§ What you need to do: List every line of the records that contains the word "vegetation", matching case exactly.

═══ Task input ═══

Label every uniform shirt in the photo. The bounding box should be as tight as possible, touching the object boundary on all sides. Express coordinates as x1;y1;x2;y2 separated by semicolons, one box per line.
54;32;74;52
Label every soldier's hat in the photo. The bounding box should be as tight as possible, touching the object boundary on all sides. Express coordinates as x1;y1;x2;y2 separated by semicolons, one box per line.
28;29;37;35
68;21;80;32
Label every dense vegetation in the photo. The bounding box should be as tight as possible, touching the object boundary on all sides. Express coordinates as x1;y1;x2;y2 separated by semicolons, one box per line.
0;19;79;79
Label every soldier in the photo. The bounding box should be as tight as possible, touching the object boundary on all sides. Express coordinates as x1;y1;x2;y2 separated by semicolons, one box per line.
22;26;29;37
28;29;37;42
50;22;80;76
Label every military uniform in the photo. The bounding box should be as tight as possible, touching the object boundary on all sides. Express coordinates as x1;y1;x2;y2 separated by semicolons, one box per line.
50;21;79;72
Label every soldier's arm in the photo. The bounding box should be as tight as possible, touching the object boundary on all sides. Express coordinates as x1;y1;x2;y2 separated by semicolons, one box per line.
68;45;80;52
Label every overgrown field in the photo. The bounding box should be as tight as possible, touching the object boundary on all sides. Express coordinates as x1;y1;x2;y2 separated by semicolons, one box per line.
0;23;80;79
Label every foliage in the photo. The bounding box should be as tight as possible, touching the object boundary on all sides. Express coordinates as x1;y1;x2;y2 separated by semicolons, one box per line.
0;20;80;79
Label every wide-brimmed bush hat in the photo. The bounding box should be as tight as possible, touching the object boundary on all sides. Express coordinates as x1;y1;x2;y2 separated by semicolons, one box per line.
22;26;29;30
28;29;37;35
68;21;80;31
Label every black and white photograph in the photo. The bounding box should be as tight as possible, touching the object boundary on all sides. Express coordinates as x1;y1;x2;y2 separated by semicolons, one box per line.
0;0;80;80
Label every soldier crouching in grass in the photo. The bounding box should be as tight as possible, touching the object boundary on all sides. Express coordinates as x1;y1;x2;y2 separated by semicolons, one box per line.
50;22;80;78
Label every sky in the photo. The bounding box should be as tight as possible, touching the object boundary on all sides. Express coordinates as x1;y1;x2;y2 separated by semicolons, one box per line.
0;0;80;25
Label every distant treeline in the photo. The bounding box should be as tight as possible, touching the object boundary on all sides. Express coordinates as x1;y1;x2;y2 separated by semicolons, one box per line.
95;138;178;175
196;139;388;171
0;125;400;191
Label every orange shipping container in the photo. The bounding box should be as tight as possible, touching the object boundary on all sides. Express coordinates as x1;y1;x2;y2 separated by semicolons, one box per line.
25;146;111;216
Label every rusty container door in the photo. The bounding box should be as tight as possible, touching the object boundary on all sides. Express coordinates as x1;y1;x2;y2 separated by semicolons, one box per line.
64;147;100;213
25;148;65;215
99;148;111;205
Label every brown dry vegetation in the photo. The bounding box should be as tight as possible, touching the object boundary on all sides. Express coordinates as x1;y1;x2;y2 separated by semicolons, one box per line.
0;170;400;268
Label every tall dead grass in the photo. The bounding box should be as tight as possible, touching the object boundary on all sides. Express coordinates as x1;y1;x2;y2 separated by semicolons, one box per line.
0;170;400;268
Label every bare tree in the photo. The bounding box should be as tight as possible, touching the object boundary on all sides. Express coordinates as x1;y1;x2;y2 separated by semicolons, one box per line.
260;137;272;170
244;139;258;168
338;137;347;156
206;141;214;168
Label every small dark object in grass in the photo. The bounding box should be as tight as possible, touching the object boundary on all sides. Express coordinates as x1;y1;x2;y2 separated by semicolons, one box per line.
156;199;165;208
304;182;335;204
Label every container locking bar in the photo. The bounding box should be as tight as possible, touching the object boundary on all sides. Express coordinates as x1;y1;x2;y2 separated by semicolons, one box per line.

═══

§ Output for this task:
Label every dense vegetation in the photo. The bounding box should be as tight as possible, touching the object boundary on all sides. Express coordinates as x1;y1;x2;y2 separated by semicolons, one box per line.
Label every brown dry vegetation in the photo. The bounding box should be as tight as possible, touching the object boundary on all sides. Express coordinates as x1;y1;x2;y2 separated by semicolons, one box per line.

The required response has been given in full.